__Work instruction__. What is wanted is the line holding "Pointing guideline: for each instance of the chimney" and every later line through the end of the entries, set down exactly.

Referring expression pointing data
━━━━━━

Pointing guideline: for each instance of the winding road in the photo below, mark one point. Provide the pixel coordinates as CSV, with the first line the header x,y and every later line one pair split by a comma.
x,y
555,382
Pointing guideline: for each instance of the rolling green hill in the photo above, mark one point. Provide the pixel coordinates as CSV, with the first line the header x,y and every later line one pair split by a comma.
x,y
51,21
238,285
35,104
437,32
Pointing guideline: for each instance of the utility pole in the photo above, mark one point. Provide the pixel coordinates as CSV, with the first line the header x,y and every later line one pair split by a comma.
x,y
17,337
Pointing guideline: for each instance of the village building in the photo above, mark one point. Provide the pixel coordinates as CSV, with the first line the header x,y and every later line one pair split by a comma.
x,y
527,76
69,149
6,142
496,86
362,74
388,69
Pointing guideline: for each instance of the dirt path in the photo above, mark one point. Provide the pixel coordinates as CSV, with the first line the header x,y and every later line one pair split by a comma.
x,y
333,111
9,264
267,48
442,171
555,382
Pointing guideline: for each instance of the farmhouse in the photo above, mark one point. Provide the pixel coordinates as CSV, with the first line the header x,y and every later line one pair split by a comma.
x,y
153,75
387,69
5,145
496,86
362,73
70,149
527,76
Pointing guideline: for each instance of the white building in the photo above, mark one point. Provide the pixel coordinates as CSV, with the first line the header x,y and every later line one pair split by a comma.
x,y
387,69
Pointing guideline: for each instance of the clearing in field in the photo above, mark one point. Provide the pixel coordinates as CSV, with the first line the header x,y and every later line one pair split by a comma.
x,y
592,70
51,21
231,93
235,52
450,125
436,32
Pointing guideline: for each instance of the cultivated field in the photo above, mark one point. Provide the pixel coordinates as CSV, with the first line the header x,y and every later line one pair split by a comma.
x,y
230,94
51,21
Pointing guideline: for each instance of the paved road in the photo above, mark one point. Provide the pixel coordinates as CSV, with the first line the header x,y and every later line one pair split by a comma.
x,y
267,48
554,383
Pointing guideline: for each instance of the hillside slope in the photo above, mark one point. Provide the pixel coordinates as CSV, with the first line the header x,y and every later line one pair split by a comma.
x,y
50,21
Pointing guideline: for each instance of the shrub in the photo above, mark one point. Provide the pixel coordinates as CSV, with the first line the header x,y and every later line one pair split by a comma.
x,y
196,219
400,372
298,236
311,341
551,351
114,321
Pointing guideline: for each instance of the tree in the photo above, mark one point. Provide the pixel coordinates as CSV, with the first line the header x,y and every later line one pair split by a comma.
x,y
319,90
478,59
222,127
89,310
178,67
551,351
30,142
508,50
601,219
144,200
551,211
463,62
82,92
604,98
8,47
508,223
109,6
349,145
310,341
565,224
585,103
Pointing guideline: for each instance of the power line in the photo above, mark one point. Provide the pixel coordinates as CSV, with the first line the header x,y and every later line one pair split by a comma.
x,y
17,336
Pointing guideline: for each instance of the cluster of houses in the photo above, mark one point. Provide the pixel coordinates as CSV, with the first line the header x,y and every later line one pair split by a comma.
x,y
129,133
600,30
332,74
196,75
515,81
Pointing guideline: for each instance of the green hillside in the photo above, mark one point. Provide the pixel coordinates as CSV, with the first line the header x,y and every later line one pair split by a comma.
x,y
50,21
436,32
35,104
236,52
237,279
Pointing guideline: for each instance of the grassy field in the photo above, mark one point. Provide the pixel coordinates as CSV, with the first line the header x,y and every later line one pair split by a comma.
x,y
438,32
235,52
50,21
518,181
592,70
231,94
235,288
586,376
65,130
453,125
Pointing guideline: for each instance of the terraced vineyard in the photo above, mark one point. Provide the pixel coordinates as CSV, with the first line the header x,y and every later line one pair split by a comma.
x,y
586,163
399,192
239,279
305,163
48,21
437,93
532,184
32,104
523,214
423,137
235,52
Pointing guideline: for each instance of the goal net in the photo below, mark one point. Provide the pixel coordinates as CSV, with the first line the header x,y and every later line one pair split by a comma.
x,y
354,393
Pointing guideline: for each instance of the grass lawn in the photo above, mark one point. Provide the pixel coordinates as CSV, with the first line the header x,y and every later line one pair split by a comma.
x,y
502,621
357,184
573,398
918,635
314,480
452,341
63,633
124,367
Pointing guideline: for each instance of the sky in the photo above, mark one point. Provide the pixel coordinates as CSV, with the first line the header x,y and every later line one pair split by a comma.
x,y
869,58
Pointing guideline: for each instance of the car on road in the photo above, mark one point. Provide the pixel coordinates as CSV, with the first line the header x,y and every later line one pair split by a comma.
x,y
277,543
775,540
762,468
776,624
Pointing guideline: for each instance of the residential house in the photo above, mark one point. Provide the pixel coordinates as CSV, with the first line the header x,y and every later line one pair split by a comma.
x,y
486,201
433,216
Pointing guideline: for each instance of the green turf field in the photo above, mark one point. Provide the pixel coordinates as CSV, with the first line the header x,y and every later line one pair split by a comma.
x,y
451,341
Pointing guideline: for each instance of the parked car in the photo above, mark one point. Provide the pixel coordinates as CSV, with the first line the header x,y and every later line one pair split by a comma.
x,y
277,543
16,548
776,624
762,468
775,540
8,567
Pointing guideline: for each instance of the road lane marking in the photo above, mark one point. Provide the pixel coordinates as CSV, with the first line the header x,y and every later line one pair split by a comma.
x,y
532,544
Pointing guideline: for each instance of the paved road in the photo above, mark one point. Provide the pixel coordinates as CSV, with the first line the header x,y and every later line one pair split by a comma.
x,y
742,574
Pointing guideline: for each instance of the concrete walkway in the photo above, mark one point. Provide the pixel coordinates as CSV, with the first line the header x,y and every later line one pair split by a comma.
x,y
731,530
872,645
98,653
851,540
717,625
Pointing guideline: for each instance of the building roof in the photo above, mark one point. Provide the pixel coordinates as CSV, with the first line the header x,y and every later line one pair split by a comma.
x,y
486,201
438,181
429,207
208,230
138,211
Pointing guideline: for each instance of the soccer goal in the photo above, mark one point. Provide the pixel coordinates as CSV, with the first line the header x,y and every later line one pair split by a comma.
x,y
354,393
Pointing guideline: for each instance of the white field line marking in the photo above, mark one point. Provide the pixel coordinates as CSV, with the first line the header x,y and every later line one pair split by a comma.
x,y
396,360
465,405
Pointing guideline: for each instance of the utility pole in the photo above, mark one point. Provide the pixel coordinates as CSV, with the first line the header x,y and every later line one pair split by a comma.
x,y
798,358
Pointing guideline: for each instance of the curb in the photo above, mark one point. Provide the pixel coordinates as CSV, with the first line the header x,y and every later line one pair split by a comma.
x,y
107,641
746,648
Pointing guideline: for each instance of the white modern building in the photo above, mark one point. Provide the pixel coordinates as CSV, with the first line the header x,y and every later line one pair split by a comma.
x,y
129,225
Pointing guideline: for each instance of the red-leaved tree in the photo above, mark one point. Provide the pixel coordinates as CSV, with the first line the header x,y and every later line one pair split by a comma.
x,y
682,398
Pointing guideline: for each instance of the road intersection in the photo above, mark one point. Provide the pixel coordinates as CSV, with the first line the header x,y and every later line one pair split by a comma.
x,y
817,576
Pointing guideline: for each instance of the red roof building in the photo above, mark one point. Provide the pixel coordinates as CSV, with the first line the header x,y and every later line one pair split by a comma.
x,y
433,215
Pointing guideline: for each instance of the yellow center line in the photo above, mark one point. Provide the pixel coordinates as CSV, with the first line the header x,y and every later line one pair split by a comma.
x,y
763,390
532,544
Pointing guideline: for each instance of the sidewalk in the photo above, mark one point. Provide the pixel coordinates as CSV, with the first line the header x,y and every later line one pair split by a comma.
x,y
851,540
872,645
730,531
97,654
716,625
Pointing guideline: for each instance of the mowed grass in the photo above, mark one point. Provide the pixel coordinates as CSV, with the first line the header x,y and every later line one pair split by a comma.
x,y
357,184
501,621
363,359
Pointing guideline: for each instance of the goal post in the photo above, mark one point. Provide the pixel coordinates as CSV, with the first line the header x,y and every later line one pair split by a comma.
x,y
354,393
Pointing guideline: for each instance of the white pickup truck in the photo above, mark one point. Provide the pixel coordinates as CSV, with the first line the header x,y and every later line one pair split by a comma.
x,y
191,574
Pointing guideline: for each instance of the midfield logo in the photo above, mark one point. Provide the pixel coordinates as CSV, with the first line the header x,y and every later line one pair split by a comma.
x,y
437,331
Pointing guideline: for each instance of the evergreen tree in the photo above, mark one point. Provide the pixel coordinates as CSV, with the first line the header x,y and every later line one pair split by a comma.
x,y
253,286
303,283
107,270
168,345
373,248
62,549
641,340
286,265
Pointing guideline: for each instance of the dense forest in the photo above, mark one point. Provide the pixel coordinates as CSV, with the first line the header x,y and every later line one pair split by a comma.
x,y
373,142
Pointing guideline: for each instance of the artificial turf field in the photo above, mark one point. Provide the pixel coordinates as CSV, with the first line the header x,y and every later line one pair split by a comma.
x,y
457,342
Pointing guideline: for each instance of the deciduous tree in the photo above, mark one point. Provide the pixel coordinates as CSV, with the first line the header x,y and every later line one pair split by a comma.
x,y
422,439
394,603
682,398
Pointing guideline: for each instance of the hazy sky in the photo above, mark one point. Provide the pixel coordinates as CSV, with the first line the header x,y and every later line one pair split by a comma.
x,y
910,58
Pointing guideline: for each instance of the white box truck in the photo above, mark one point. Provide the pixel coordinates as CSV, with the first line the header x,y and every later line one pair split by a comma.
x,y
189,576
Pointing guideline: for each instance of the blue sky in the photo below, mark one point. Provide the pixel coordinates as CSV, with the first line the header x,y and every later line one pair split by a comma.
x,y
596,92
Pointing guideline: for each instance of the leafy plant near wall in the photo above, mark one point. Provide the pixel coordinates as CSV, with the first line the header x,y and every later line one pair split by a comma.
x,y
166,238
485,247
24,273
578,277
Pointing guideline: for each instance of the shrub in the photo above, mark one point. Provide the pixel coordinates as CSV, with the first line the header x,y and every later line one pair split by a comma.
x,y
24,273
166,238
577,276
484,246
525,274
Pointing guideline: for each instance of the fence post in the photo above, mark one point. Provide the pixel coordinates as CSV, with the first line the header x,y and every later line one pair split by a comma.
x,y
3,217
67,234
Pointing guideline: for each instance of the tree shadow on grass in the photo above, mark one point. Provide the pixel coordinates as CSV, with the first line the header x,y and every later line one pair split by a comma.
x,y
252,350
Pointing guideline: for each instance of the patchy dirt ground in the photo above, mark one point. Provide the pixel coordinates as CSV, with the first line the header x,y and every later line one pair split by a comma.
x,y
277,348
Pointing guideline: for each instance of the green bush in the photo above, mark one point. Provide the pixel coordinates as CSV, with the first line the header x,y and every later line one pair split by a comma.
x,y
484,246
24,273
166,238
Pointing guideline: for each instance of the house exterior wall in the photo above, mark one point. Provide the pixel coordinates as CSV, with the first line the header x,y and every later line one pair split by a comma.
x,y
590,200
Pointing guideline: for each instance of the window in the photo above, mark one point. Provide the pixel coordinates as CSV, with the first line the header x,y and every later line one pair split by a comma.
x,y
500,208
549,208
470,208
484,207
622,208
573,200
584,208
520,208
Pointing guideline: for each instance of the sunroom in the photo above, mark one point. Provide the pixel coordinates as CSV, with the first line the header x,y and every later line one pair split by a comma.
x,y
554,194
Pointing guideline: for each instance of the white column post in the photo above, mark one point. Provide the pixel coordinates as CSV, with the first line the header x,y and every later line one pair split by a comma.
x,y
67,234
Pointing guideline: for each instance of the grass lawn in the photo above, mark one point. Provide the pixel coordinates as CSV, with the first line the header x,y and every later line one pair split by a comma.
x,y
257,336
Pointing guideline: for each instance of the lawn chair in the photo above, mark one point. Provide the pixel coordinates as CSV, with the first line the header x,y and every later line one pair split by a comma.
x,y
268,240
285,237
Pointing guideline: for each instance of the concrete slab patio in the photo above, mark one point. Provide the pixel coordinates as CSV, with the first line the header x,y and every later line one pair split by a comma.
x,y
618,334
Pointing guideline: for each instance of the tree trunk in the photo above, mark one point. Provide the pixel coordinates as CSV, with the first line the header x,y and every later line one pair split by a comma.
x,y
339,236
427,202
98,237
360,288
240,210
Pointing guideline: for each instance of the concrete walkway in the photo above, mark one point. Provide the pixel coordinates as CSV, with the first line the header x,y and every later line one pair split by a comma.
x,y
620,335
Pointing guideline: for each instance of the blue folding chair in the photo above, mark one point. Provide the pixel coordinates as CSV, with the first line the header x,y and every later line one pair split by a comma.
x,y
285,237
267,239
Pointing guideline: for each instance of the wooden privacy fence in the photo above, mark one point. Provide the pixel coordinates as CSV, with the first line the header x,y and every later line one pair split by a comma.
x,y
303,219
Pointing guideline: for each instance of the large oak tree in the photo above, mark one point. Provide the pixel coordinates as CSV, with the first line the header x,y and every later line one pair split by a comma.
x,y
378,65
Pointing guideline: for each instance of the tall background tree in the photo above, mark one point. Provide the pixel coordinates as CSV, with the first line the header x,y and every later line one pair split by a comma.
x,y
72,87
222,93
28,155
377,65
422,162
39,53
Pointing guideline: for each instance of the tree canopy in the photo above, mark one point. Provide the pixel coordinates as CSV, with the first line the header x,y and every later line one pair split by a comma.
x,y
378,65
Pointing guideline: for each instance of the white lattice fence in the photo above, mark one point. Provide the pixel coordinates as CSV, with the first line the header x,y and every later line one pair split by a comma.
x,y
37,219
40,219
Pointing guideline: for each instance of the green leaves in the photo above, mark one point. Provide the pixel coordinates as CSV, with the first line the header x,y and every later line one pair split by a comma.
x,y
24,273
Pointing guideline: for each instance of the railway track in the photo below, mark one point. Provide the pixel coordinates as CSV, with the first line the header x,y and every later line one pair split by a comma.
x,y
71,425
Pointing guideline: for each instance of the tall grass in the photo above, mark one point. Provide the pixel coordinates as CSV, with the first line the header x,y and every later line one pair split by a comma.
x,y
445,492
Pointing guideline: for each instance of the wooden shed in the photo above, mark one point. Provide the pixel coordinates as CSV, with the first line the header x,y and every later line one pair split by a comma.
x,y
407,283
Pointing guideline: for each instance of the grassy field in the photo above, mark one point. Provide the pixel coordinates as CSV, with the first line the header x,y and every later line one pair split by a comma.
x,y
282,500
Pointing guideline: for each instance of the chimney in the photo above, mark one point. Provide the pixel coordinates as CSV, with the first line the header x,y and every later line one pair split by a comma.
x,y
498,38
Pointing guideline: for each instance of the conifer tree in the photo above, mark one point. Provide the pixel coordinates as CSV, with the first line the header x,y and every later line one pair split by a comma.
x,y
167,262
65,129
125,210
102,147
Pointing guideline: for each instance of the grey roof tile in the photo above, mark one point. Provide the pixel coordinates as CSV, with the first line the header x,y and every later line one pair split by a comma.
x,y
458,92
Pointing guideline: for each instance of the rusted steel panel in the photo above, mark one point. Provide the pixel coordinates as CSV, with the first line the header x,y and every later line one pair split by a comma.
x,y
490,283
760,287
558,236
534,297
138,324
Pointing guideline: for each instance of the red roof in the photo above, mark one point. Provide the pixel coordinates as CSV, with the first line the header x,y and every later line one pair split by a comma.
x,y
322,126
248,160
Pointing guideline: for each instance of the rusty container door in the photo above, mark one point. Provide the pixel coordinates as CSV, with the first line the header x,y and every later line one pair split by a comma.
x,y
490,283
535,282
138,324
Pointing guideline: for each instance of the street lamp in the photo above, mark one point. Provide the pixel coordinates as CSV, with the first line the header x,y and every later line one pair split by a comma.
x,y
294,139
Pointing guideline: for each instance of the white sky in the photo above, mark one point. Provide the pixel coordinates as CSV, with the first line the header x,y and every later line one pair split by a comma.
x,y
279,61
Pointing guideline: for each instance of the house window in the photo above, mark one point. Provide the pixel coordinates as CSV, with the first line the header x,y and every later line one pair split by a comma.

━━━━━━

__Output of the exercise__.
Pointing guideline: for each instance of the chimney in the photo above, mark one point. Provide the pixel coordinates as CSV, with the first line the header x,y and every later line one pair split by a comma.
x,y
498,38
Pointing guideline: for each instance of the conifer tree in the photo above, mark one point. Provide the pixel coordinates as CSV, with the first line the header x,y and every later line one pair split by a comma.
x,y
167,262
65,129
125,210
102,147
Pointing guideline: for each instance of the grey roof tile in the photo above, mark one point. Provide the pixel coordinates as CSV, with the first line the header x,y and every later line one pair split by a comma.
x,y
458,92
Pointing guideline: for each instance of the rusted steel panel in the photo above, mark one point. Provide the pixel coordinates as CSV, with the first line the header x,y and every later line one pair split by a comma.
x,y
490,283
760,287
558,236
534,297
138,324
Pointing guideline: for each instance of the red roof in the photo above, mark one point. Provide the pixel coordinates as CSV, with the first line the header x,y and every later line one pair split by a comma.
x,y
322,126
248,160
Pointing guideline: for each instance of the rusty container door in the photo above, mark one point. Provide the pixel coordinates as CSV, with the first line the header x,y and every later line one pair split by a comma.
x,y
490,283
535,282
138,324
Pointing guideline: for each instance of the street lamp in the photo above, mark one point. Provide the pixel coordinates as CSV, with the first line the header x,y and every later line one pair split by a comma.
x,y
294,139
Pointing guideline: for each instance of the white sky in the photo above, mark one point. Provide the pixel coordinates as CSV, with the first line the header x,y and every later line one pair split by a comma.
x,y
279,61
Pointing guideline: for each instance of the house window in the photo above, mark one point. Provide the pixel coordinates as CSV, with the first line the header x,y and every later line one pair split by a comma.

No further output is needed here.